#### [Extrait de page]
%%
M. Côté (Jean): Oui.

Mme Harel: Je ne sais si vous voulez profiter de l'occasion pour nous permettre de profiter de sa contribution.

M. Côté (Jean): Avec plaisir.

Mme Harel: Ceci dit, peut-être juste corriger une information, tantôt, qui est inexacte. En fait les prestations d'aide sociale ont été indexées pour la catégorie soutien financier. Même qu'en 1997 je pense que c'est la seule juridiction au Canada – je ne crois pas qu'il y ait aucune autre province qui ait indexé aucune catégorie – et je comprends qu'il n'y a qu'au Québec, en tout cas, à date en 1997, qui a indexé le barème soutien financier, c'est-à-dire 116 000 ménages.

D'autre part, j'aimerais savoir depuis quand – peut-être juste avant de passer la parole à M. Des Rosiers – depuis quand êtes-vous en pourparlers – là je vois que l'étude avait été demandée à l'été 1993, alors j'imagine que c'était suite à des représentations, moi je n'y étais pas à ce moment-là au ministère – depuis quand êtes-vous en représentation auprès du ministère de la Sécurité du revenu dans ce dossier-là?

M. Côté (Jean): Une représentation officieuse date du début des années 1980 sinon 1990 – il y a toujours eu des contacts à ce niveau-là – mais les représentations officielles formelles datent du printemps 1995.

Mme Harel: Alors donc l'étude avait été réalisée en 1993.
%%
#### [Extrait de données]
%%
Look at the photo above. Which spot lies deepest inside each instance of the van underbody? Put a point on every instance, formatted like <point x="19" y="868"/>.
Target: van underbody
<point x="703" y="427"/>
%%
Transcrivez intégralement l'échange ci-dessus sur l'indexation de l'aide sociale, sans rien y changer.

M. Côté (Jean): Oui.

Mme Harel: Je ne sais si vous voulez profiter de l'occasion pour nous permettre de profiter de sa contribution.

M. Côté (Jean): Avec plaisir.

Mme Harel: Ceci dit, peut-être juste corriger une information, tantôt, qui est inexacte. En fait les prestations d'aide sociale ont été indexées pour la catégorie soutien financier. Même qu'en 1997 je pense que c'est la seule juridiction au Canada – je ne crois pas qu'il y ait aucune autre province qui ait indexé aucune catégorie – et je comprends qu'il n'y a qu'au Québec, en tout cas, à date en 1997, qui a indexé le barème soutien financier, c'est-à-dire 116 000 ménages.

D'autre part, j'aimerais savoir depuis quand – peut-être juste avant de passer la parole à M. Des Rosiers – depuis quand êtes-vous en pourparlers – là je vois que l'étude avait été demandée à l'été 1993, alors j'imagine que c'était suite à des représentations, moi je n'y étais pas à ce moment-là au ministère – depuis quand êtes-vous en représentation auprès du ministère de la Sécurité du revenu dans ce dossier-là?

M. Côté (Jean): Une représentation officieuse date du début des années 1980 sinon 1990 – il y a toujours eu des contacts à ce niveau-là – mais les représentations officielles formelles datent du printemps 1995.

Mme Harel: Alors donc l'étude avait été réalisée en 1993.